##### Aangeleverde tekst

1.Onderzoek op de terechtzitting

Gelet is op het onderzoek op de terechtzitting van 12 september 2017, 20 februari 2018 en 3 juli 2018.

2.Tenlastelegging

Aan de verdachte is ten laste gelegd hetgeen is vermeld in de dagvaarding. De tekst van de tenlastelegging is als bijlage I aan dit vonnis gehecht.

3.Eis officier van justitie

De officieren van justitie mrs. J.F. de Boer en J.B. Haneveld, hierna: de officier van justitie, hebben gevorderd:
  • bewezenverklaring van het ten laste gelegde;
  • veroordeling van de verdachte tot een gevangenisstraf voor de duur van 6 jaar met een bevel tot gevangenneming van de verdachte.

4.Aanwezigheidsrecht

De verdachte is op geen van de terechtzittingen verschenen. De vraag is of de zaak buiten zijn aanwezigheid kan worden afgedaan.
De rechtbank stelt voorop dat het aanwezigheidsrecht één van de meest fundamentele rechten van een verdachte is, dat valt binnen het in artikel 6 van het Europees Verdrag tot bescherming van de rechten van de mens en de fundamentele vrijheden (EVRM) verankerde recht op een eerlijk proces. Uitgangspunt is dan ook dat zoveel mogelijk in het werk wordt gesteld om de verdachte ter terechtzitting aanwezig te laten zijn. Zeker indien de verdachte heeft aangegeven bij zijn berechting aanwezig te willen zijn of wanneer hij (in het buitenland) is gedetineerd, kunnen belangen van slachtoffers of het algemene belang van een berechting binnen redelijke termijn niet opwegen tegen het aanwezigheidsrecht, ook niet als de verdachte wel aanwezig is geweest bij een eerdere procedure (EHRM 14 februari 2017, appl. no. 30749/12, Hokkeling v. The Netherlands, r.o. 62).
Toch behoort berechting buiten aanwezigheid van de verdachte tot de mogelijkheden. Uit de jurisprudentie van het Europese Hof voor de Rechten van de Mens valt, kort samengevat, af te leiden dat een berechting buiten de aanwezigheid van de verdachte niet in strijd is met artikel 6 van het EVRM indien de verdachte ondubbelzinnig afstand heeft gedaan van zijn aanwezigheidsrecht dan wel zich onttrekt aan berechting. In dat laatste geval is in elk geval wel vereist dat de verdachte op de hoogte is van de tegen hem ingestelde strafvervolging en de autoriteiten zich in het bijzonder hebben ingespannen om de verdachte op de hoogte te brengen van de lopende procedure.

##########
##### Verstrekte gegevens

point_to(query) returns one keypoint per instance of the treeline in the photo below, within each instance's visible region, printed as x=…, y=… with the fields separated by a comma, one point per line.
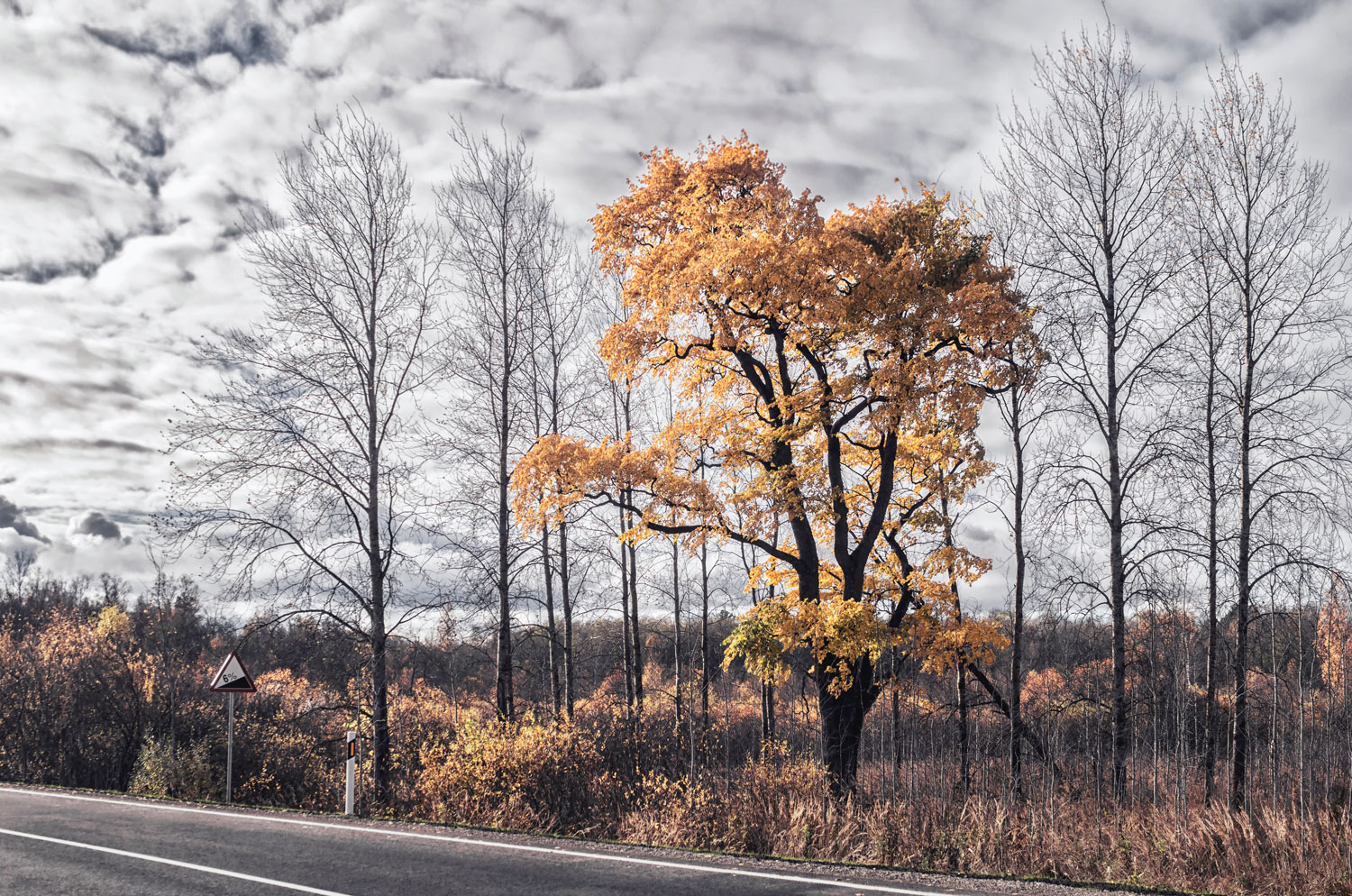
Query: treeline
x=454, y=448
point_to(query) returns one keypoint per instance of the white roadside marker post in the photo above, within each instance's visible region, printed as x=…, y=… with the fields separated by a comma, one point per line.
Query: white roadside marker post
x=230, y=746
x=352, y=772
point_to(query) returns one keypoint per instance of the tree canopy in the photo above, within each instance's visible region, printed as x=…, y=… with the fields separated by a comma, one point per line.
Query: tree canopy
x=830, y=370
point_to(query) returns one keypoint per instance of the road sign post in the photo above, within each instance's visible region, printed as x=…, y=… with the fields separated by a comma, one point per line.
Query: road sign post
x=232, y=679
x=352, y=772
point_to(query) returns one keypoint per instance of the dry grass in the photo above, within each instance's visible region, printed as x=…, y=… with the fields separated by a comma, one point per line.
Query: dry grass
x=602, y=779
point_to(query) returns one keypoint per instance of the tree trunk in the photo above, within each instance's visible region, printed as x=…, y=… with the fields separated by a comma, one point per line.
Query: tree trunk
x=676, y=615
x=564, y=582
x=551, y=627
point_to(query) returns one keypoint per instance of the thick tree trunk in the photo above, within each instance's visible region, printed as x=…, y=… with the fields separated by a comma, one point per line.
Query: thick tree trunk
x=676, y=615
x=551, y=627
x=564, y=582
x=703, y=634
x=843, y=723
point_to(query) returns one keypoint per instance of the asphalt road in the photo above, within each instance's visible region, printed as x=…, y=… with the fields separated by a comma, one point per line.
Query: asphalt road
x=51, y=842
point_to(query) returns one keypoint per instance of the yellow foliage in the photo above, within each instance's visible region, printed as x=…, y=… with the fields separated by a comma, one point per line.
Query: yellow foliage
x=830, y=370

##########
##### Verstrekte gegevens

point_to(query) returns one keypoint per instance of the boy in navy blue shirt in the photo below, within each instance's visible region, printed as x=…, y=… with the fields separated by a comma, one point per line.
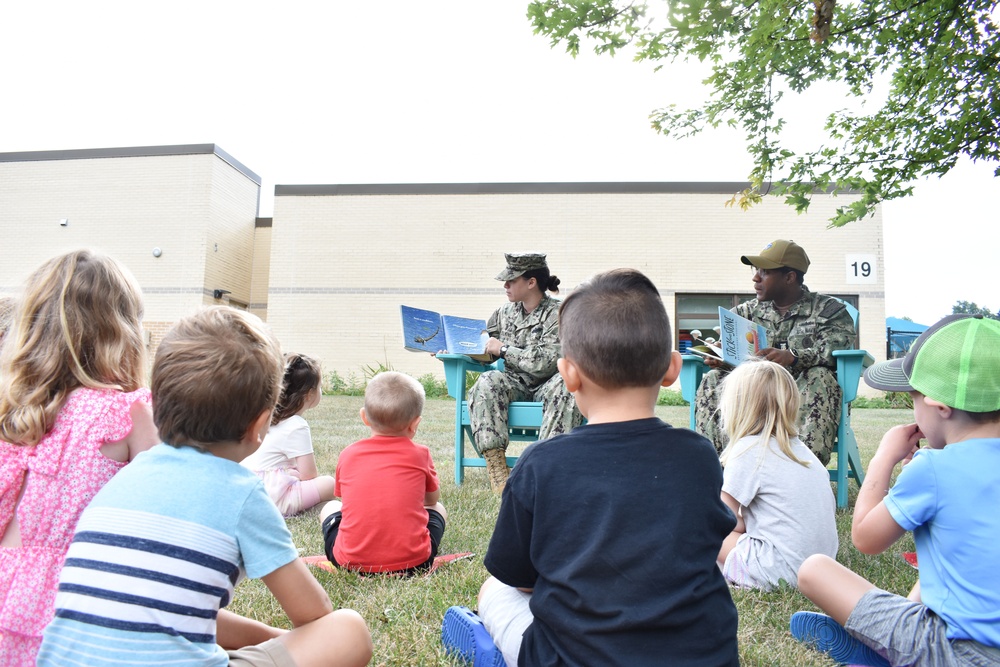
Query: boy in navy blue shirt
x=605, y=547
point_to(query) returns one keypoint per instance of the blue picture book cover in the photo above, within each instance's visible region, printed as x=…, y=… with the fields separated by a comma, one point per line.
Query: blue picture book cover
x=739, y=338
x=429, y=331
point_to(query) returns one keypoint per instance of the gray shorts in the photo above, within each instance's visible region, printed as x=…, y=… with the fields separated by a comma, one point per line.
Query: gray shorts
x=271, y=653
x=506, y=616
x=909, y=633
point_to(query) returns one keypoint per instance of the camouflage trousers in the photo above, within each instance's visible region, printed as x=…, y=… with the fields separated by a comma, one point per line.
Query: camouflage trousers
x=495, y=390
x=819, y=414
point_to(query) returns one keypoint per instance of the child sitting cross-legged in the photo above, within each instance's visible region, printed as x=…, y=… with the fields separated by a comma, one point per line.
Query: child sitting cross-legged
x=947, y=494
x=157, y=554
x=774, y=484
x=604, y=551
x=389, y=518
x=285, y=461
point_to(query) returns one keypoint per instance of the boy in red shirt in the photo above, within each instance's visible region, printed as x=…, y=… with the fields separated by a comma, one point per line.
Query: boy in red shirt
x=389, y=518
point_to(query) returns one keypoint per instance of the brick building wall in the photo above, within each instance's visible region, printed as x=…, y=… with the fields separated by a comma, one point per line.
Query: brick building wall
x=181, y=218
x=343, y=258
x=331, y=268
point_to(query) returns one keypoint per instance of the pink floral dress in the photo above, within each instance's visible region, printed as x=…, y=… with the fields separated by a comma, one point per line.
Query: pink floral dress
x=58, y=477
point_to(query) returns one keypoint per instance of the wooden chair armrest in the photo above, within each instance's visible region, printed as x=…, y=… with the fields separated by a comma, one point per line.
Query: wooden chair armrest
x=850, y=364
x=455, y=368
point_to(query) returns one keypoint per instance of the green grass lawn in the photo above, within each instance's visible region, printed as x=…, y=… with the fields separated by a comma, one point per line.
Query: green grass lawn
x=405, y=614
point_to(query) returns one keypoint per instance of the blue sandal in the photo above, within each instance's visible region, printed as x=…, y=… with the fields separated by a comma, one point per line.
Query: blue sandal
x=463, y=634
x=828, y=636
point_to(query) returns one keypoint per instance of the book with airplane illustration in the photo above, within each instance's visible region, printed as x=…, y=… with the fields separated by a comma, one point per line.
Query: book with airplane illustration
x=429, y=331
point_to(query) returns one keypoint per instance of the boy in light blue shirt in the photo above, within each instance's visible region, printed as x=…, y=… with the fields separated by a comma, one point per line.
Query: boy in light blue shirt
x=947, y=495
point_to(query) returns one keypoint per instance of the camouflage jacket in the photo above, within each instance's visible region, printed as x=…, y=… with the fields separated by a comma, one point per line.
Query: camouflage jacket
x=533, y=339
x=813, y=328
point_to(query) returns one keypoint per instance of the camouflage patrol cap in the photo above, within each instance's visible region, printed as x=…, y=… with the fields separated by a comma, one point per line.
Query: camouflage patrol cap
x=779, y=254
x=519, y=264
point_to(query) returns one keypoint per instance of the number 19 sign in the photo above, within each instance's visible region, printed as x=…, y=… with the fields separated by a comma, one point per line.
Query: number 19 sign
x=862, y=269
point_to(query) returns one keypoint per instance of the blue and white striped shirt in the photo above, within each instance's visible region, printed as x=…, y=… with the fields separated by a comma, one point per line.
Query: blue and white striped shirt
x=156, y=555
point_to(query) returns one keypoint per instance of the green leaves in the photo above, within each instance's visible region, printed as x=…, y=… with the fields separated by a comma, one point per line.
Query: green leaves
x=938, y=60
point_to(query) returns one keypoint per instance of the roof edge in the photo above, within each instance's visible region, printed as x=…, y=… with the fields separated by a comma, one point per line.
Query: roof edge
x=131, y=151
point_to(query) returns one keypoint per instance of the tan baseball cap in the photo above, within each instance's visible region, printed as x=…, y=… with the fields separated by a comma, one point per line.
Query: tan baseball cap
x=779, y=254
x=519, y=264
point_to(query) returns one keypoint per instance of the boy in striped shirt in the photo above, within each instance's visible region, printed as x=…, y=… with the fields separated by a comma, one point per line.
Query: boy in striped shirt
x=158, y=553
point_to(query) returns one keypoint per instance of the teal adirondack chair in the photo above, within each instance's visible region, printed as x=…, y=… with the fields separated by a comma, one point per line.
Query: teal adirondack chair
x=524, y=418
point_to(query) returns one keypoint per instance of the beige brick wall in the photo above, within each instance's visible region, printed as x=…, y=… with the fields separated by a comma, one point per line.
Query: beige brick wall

##########

§ **Opdracht**: Haal uit het vonnis letterlijk het gedeelte dat begint met "De officieren van" en doorloopt tot en met "van de verdachte.". De gegevens staan los van de tekst en vormen afzonderlijk materiaal.

§ **Uitwerking**:
De officieren van justitie mrs. J.F. de Boer en J.B. Haneveld, hierna: de officier van justitie, hebben gevorderd:
  • bewezenverklaring van het ten laste gelegde;
  • veroordeling van de verdachte tot een gevangenisstraf voor de duur van 6 jaar met een bevel tot gevangenneming van de verdachte.